Excerpts from segmentation entries
---
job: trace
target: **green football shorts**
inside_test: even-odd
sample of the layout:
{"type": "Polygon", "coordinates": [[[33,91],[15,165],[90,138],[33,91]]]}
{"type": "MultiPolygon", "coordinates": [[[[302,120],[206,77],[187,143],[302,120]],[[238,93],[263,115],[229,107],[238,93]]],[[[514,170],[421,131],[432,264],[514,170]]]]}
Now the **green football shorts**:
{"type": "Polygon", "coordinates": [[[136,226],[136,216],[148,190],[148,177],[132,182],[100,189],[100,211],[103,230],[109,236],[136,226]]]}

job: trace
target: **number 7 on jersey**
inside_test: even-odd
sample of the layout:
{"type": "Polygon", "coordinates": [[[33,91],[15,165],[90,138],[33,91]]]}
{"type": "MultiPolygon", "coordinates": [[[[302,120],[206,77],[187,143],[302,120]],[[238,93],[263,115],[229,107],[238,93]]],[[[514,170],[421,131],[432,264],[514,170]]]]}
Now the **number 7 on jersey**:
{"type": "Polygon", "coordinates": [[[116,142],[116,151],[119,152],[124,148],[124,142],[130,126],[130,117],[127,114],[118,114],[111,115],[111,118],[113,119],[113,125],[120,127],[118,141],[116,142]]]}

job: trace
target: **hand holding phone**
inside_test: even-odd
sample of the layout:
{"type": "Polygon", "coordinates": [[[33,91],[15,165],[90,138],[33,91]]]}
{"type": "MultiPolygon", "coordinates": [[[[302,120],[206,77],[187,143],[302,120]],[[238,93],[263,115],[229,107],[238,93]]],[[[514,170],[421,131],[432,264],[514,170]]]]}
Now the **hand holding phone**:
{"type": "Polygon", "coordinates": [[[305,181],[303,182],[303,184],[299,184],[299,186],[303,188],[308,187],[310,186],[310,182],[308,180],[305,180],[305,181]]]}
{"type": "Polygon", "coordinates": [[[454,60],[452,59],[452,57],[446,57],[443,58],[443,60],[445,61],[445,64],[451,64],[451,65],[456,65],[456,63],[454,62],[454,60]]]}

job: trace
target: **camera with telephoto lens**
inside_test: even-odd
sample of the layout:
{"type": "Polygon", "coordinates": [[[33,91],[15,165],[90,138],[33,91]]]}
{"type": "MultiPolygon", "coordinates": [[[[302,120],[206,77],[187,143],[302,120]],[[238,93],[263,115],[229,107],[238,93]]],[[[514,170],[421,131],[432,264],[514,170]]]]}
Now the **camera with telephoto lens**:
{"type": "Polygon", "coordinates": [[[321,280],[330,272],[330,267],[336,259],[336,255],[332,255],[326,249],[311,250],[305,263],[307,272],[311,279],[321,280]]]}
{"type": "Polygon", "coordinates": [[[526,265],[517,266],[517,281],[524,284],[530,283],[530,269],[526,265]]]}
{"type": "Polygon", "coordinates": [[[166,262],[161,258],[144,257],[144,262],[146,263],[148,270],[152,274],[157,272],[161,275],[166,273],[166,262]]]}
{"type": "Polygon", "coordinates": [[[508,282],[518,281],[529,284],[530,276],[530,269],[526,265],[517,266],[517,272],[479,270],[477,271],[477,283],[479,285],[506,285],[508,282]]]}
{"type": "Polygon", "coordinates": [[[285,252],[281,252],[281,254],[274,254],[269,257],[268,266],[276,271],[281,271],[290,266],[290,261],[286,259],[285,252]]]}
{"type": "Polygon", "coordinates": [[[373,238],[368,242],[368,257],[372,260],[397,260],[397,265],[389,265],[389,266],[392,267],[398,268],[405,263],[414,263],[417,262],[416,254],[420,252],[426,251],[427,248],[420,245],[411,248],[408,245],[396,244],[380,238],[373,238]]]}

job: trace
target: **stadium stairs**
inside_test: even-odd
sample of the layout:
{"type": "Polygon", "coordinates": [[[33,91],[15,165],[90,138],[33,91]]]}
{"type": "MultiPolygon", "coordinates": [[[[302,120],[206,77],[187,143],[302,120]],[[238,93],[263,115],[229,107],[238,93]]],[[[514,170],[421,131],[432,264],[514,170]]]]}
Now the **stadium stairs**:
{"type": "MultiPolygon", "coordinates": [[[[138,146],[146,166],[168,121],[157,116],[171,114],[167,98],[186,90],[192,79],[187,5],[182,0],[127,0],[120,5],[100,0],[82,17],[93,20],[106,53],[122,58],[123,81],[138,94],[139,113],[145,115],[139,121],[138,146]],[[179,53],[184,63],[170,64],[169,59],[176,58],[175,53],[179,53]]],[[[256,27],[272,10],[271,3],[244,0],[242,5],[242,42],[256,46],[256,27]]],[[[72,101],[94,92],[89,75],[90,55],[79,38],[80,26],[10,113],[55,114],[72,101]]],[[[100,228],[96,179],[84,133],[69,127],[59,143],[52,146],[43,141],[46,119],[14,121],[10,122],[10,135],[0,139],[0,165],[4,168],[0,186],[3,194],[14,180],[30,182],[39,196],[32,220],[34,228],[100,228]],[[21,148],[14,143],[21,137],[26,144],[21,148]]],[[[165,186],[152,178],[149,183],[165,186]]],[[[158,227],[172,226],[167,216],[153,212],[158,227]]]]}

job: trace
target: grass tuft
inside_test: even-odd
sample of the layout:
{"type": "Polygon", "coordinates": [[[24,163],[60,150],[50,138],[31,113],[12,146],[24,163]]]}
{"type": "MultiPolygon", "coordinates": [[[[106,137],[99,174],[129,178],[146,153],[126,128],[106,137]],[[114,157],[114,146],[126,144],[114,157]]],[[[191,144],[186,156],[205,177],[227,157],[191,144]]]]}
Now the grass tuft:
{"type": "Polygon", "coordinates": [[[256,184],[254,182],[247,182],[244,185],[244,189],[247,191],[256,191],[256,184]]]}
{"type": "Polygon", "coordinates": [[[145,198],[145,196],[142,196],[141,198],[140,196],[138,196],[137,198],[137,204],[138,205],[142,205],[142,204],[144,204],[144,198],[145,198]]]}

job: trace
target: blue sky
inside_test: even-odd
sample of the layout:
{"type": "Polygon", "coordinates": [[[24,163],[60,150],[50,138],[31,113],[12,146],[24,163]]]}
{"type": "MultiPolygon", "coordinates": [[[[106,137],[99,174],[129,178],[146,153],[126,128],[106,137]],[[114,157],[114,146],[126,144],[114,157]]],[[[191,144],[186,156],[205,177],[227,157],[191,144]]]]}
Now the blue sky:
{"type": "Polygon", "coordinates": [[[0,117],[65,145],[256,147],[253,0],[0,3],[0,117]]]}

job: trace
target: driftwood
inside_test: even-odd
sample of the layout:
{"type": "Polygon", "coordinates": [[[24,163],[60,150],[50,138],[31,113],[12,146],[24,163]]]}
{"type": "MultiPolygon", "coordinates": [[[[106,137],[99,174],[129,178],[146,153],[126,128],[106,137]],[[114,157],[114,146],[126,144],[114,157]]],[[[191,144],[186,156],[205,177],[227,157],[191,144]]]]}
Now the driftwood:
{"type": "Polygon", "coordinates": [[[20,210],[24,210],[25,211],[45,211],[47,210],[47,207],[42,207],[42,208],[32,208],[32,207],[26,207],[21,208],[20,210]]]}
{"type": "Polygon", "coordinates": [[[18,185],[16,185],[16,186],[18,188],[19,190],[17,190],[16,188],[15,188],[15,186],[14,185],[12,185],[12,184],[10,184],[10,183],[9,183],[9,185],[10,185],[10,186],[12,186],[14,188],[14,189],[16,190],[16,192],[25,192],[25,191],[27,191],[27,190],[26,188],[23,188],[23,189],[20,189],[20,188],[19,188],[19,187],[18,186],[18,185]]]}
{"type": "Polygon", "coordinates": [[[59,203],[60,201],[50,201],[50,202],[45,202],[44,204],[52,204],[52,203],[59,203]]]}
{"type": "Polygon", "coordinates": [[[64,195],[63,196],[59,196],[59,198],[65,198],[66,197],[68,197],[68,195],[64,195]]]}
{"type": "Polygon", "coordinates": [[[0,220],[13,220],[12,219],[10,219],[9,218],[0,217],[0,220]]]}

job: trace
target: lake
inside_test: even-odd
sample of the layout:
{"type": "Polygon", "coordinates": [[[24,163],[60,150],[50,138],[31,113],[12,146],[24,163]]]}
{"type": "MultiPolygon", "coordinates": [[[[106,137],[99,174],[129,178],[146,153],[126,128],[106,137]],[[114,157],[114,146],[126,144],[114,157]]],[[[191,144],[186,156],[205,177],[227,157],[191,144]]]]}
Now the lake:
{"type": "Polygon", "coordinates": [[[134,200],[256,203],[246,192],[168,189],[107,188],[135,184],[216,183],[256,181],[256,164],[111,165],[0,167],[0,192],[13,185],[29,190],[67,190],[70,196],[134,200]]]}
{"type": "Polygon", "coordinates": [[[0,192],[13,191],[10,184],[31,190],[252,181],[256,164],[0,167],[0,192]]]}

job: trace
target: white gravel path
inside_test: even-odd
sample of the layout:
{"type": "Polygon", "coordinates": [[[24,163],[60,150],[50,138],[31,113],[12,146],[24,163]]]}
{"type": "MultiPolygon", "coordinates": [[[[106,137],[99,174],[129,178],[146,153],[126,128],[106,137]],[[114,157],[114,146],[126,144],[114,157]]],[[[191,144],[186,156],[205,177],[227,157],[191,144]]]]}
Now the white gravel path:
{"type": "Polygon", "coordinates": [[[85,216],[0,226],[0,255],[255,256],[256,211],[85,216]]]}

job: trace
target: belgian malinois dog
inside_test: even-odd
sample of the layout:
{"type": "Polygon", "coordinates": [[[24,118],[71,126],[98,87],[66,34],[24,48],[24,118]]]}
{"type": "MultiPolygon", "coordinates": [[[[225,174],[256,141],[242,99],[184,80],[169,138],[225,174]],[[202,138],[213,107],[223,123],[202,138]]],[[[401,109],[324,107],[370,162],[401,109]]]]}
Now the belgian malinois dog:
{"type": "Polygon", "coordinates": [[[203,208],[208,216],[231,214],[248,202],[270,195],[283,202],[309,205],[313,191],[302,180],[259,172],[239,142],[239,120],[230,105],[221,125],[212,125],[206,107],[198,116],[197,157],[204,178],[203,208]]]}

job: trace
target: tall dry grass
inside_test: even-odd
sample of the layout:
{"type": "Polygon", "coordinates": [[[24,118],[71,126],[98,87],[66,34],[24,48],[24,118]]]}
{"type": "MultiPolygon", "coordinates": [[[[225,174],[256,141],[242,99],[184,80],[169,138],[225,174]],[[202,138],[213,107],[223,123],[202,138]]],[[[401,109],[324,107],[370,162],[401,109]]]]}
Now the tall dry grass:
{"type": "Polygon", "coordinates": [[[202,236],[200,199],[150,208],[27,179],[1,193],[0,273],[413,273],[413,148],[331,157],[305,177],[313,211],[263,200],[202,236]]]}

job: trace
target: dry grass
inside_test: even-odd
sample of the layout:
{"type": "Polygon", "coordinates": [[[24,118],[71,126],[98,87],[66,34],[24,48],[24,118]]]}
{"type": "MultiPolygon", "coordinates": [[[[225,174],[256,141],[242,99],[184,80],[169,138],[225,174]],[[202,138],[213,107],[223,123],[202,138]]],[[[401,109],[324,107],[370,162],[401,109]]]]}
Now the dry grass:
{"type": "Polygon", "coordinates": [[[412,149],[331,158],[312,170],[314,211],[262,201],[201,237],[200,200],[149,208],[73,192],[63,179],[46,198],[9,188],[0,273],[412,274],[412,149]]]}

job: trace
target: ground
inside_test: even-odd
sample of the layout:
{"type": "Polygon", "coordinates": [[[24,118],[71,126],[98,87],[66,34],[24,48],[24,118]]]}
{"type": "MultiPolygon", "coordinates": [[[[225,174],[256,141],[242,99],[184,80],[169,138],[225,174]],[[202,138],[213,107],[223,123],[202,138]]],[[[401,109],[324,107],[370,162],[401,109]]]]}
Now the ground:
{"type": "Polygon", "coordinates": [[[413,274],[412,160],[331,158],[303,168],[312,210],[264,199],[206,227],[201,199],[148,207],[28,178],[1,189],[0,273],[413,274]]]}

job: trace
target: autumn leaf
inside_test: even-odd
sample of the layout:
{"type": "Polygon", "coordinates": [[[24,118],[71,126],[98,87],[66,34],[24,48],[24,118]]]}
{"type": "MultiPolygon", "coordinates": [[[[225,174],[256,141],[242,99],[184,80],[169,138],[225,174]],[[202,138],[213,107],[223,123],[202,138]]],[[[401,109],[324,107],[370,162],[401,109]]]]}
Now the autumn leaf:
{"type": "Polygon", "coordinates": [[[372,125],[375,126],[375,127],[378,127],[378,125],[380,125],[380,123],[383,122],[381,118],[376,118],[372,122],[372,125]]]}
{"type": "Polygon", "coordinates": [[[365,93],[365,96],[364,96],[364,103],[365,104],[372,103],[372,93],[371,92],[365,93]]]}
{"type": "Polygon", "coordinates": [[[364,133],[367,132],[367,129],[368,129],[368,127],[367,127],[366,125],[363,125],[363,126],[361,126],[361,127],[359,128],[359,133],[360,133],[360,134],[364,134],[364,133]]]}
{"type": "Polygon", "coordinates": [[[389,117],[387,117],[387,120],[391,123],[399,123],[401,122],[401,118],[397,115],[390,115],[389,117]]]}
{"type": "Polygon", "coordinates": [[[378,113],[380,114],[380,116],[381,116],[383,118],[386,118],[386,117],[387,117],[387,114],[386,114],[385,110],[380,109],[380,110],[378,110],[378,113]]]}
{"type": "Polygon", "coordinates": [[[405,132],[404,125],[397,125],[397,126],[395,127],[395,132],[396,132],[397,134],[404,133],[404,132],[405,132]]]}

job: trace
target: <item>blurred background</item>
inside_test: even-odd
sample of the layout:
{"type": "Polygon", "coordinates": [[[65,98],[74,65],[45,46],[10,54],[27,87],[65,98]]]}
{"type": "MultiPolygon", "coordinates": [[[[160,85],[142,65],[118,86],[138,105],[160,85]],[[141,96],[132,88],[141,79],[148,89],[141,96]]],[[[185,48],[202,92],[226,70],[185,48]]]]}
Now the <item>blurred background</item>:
---
Problem to work on =>
Write out the part that opens with the first line of the entries and closes with the line containing "Now the **green". Include both end lines and keep every line unchanged.

Solution to this exercise =>
job: trace
target: **green football shorts**
inside_test: even-odd
sample of the layout:
{"type": "Polygon", "coordinates": [[[33,91],[15,165],[90,138],[33,91]]]}
{"type": "MultiPolygon", "coordinates": [[[[302,120],[206,77],[187,143],[302,120]],[[238,93],[263,115],[229,107],[238,93]]],[[[514,170],[421,131],[432,264],[514,170]]]]}
Now the **green football shorts**:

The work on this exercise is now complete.